Find each line in the material below that contains the word "food" and copy those lines out in full.

-------- DATA LISTING

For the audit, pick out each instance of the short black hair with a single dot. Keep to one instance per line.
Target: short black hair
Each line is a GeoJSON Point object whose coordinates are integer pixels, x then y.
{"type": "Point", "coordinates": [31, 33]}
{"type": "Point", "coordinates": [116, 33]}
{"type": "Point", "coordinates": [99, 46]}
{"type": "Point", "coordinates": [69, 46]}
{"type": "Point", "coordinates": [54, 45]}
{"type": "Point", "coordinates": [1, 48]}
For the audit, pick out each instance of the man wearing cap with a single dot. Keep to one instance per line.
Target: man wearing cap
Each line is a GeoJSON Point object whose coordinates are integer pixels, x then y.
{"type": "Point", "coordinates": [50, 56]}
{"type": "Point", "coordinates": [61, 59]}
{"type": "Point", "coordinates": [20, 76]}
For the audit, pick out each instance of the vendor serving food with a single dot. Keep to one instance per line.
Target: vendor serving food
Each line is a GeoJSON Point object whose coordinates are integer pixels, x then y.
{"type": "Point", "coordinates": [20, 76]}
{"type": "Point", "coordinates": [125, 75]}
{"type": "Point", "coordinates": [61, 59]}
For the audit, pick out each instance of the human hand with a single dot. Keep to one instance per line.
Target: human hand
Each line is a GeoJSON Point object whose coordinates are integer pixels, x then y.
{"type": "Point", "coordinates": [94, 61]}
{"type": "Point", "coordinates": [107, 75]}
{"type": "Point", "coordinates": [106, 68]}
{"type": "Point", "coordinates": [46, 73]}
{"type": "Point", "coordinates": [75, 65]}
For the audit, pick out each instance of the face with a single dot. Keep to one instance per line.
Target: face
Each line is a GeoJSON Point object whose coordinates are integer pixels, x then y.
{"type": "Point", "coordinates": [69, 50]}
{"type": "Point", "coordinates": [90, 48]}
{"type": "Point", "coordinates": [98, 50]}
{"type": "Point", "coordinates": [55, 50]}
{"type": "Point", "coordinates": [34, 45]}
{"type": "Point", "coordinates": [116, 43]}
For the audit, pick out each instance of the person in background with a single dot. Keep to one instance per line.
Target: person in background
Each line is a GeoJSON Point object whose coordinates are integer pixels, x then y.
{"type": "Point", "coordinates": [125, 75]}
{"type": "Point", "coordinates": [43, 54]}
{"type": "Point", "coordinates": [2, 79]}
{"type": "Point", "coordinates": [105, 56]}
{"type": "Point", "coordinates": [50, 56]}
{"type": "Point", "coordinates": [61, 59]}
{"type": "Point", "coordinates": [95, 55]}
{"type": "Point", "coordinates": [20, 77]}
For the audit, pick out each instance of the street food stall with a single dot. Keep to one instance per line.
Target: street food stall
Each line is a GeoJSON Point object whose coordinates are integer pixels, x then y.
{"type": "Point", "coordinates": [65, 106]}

----------------
-------- DATA LISTING

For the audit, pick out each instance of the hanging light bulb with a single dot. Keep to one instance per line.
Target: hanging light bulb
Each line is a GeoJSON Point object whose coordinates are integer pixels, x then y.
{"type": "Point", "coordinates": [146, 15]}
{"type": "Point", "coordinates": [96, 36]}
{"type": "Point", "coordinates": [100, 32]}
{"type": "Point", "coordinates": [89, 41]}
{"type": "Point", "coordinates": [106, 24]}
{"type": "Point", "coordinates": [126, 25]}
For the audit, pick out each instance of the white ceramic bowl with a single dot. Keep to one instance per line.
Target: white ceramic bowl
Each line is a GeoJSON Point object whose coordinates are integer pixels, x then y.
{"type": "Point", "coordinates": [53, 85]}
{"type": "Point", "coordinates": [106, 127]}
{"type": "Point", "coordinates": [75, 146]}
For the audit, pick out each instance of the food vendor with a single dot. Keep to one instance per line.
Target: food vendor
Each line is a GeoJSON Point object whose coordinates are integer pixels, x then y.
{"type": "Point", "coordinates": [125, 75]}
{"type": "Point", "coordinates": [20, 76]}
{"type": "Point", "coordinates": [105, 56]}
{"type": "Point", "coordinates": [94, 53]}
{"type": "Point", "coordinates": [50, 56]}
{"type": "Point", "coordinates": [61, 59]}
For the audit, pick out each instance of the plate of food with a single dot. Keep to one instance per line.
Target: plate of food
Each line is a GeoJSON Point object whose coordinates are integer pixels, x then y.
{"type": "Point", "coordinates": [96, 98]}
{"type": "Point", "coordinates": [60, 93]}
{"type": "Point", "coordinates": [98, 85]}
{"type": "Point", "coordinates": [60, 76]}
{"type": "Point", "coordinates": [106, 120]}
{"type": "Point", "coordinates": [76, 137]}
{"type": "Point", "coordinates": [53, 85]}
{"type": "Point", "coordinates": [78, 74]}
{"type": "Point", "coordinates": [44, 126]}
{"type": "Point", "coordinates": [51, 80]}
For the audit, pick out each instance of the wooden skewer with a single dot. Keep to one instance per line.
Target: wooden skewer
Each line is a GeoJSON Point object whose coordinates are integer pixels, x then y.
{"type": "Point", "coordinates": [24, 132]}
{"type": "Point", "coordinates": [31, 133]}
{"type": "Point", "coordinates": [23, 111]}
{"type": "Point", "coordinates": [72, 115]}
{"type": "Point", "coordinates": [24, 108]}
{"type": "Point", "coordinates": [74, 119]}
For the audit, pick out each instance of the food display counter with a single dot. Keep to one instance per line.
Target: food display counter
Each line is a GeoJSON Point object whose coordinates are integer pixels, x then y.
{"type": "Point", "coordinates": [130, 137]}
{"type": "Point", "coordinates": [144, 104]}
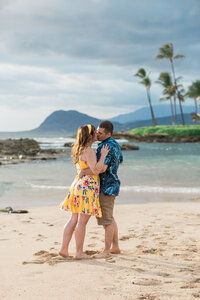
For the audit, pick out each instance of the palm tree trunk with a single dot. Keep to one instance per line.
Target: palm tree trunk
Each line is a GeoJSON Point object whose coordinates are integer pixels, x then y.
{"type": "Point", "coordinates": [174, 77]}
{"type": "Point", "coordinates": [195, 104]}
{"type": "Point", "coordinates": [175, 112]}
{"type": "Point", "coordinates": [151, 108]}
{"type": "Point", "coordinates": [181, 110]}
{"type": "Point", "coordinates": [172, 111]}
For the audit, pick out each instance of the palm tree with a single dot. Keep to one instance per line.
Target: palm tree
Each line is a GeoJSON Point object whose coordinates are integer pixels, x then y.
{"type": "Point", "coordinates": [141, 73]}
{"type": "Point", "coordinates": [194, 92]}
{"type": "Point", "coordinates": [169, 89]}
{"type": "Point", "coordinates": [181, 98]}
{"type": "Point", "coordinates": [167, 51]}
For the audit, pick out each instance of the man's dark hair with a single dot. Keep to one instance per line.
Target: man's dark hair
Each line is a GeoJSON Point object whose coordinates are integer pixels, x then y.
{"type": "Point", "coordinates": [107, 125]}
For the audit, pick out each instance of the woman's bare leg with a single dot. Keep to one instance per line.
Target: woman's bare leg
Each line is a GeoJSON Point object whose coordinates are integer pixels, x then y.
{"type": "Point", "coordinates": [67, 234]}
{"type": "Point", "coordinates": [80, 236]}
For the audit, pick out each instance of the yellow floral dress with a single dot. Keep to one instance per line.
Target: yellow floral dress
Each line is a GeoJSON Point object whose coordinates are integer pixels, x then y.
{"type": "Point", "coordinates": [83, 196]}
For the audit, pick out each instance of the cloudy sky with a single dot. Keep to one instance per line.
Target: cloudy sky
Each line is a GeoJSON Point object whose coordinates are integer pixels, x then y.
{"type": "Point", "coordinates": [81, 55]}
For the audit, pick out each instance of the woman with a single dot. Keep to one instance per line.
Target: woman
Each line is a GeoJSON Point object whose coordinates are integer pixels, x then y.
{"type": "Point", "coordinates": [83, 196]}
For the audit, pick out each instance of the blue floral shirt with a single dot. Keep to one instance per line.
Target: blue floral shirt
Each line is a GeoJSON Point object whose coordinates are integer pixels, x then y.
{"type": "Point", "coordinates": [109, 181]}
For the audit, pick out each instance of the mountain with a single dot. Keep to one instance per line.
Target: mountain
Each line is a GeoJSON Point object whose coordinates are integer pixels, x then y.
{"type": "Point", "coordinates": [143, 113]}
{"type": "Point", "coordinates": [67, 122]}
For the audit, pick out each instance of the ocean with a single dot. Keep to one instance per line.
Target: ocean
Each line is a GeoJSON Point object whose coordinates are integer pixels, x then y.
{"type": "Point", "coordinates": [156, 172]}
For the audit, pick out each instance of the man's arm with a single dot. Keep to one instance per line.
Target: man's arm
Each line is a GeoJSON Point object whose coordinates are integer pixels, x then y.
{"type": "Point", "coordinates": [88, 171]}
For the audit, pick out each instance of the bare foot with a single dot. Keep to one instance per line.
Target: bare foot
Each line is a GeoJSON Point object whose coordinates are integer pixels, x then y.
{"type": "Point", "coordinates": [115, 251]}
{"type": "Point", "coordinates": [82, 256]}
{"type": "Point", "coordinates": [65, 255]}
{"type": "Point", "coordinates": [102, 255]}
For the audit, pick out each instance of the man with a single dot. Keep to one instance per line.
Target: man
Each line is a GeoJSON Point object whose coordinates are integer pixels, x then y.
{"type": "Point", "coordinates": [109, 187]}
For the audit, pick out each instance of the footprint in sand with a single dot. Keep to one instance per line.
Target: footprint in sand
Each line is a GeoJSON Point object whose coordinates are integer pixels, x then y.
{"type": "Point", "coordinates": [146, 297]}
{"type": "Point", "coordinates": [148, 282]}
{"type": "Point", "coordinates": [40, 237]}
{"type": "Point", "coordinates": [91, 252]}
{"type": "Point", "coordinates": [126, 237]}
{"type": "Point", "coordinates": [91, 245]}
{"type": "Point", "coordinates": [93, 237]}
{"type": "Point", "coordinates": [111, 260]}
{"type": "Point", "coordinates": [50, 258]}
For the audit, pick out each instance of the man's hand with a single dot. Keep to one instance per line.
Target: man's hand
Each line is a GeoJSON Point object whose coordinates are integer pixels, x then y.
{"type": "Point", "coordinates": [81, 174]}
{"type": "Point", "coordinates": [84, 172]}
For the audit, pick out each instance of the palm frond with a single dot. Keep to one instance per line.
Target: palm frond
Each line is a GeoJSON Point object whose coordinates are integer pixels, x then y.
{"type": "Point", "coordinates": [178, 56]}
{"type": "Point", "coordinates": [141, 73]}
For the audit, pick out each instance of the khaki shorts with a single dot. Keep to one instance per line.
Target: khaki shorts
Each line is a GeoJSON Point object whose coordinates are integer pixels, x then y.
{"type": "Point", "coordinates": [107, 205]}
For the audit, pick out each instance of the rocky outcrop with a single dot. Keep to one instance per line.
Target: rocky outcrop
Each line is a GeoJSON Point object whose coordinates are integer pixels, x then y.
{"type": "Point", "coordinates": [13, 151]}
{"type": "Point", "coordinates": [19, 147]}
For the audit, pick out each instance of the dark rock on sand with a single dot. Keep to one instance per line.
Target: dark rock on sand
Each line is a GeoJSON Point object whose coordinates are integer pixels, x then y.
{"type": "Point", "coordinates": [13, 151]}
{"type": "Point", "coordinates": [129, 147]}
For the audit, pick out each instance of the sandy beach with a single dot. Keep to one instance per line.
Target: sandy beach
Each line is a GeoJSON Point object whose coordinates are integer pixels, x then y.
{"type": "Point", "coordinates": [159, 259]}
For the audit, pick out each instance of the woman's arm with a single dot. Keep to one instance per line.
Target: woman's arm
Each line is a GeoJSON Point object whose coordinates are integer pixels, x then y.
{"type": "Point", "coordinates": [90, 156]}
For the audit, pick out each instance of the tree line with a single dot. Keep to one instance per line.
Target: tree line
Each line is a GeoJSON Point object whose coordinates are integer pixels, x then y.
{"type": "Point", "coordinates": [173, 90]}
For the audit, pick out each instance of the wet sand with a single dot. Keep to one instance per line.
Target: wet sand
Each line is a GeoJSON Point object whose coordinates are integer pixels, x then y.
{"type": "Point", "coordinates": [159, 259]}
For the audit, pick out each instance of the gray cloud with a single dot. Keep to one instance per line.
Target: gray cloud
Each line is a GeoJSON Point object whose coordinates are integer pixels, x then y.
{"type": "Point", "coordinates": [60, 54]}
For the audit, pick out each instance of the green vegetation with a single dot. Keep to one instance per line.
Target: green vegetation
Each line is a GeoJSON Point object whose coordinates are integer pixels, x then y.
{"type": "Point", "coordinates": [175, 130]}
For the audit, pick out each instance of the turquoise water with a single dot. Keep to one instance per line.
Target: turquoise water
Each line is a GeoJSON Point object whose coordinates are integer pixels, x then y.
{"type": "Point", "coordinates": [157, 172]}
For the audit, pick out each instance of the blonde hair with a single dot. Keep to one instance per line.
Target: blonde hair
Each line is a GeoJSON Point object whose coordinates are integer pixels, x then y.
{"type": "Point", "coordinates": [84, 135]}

----------------
-------- DATA LISTING

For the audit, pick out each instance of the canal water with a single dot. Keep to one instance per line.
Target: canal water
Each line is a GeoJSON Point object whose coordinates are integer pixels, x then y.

----------------

# SOLUTION TO THE PROBLEM:
For the audit, pick out each instance of the vendor serving food with a single dot. Keep to one instance per line.
Target: vendor serving food
For the audit, pick out each instance of the street food stall with a single dot. Keep to one instance per line.
Target: street food stall
For the audit, pick out each instance of the food vendor with a single dot. Keep to one instance per line.
Target: food vendor
For the audit, pick out each instance of the plate of food with a single dot. Keep to one instance per line.
Target: plate of food
For the audit, pick out each instance of the food display counter with a single dot. Keep to one instance per line.
Target: food display counter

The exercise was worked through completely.